*Exercise instructions:* Reproduce the records in the stretch from the line containing "Each instance of the retaining" through the line containing "Each instance of the red", switching each occurrence of "keypoint" to "marker" and leaving everything else unchanged. Return only those lines.

*Supplied information:*
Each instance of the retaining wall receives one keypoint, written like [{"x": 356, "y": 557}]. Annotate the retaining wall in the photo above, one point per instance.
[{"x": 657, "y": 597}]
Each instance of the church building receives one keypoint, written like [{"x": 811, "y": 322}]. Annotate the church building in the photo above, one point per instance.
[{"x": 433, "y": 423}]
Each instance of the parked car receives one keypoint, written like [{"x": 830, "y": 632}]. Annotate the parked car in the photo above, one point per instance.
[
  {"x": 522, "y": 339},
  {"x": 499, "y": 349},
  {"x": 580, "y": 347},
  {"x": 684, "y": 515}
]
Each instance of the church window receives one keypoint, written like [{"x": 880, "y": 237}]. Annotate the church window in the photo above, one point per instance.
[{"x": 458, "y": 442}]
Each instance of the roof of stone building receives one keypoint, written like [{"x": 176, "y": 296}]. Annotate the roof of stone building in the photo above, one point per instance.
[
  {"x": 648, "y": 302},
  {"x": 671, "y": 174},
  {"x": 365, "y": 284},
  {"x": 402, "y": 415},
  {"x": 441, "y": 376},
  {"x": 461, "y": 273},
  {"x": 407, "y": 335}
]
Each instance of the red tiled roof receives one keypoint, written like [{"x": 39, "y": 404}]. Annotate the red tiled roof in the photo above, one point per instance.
* * *
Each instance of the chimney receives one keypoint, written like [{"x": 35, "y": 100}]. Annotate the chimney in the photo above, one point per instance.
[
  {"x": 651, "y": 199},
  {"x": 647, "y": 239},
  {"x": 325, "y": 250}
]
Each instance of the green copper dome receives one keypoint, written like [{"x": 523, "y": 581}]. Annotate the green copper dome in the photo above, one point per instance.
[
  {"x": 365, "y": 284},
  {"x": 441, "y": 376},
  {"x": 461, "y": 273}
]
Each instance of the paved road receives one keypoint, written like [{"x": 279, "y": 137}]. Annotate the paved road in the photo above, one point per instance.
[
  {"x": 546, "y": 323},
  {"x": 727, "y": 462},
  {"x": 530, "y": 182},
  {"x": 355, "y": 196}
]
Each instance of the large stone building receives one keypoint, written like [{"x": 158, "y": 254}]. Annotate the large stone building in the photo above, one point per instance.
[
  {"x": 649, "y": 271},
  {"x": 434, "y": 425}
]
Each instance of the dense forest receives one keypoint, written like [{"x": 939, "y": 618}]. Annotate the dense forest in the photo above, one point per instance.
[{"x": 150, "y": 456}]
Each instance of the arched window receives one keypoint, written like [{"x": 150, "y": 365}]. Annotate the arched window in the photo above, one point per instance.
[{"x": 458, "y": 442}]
---
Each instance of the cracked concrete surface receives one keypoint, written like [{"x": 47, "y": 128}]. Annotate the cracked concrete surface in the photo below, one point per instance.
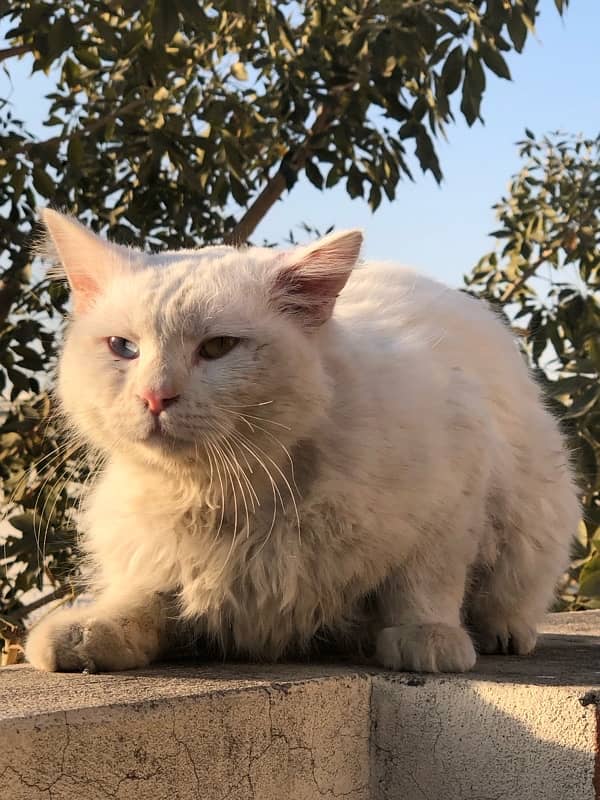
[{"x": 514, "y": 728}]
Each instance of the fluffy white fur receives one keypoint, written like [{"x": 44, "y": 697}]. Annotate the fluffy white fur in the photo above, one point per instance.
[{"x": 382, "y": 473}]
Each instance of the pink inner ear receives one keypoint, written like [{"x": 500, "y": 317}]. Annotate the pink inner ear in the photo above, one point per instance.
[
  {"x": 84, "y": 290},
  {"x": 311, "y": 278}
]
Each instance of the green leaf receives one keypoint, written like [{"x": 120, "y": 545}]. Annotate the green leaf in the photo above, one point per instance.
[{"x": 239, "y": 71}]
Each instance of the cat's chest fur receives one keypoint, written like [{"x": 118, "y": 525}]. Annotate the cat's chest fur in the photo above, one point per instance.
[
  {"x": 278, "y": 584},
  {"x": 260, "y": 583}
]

*Complete output:*
Each instance of the retaining wall receives one marker, written like [{"x": 356, "y": 557}]. Annotate the retaining wall in the photo above, one point per instance.
[{"x": 657, "y": 597}]
Each instance of the church building receives one marker, written like [{"x": 811, "y": 322}]. Annotate the church building in the photo above, one point per instance.
[{"x": 433, "y": 423}]
Each instance of the parked car receives one marker, written like [{"x": 830, "y": 632}]. Annotate the parked car in the photo above, one point per instance.
[
  {"x": 522, "y": 339},
  {"x": 499, "y": 349},
  {"x": 580, "y": 347},
  {"x": 684, "y": 515}
]
Each instance of the church window receives one marker, written like [{"x": 880, "y": 237}]. Annotate the church window in the photo above, one point per instance.
[{"x": 458, "y": 442}]
Each instance of the roof of stone building receives one marker, written like [{"x": 176, "y": 296}]. Annotate the roof of stone building in the photo above, one point per instance.
[
  {"x": 648, "y": 302},
  {"x": 671, "y": 174},
  {"x": 365, "y": 284},
  {"x": 402, "y": 415},
  {"x": 441, "y": 376},
  {"x": 461, "y": 273},
  {"x": 407, "y": 335}
]
Each instance of the red tiled roof receives one marker, written like [{"x": 39, "y": 404}]. Annotate the red tiled roof in the photo above, one point per instance.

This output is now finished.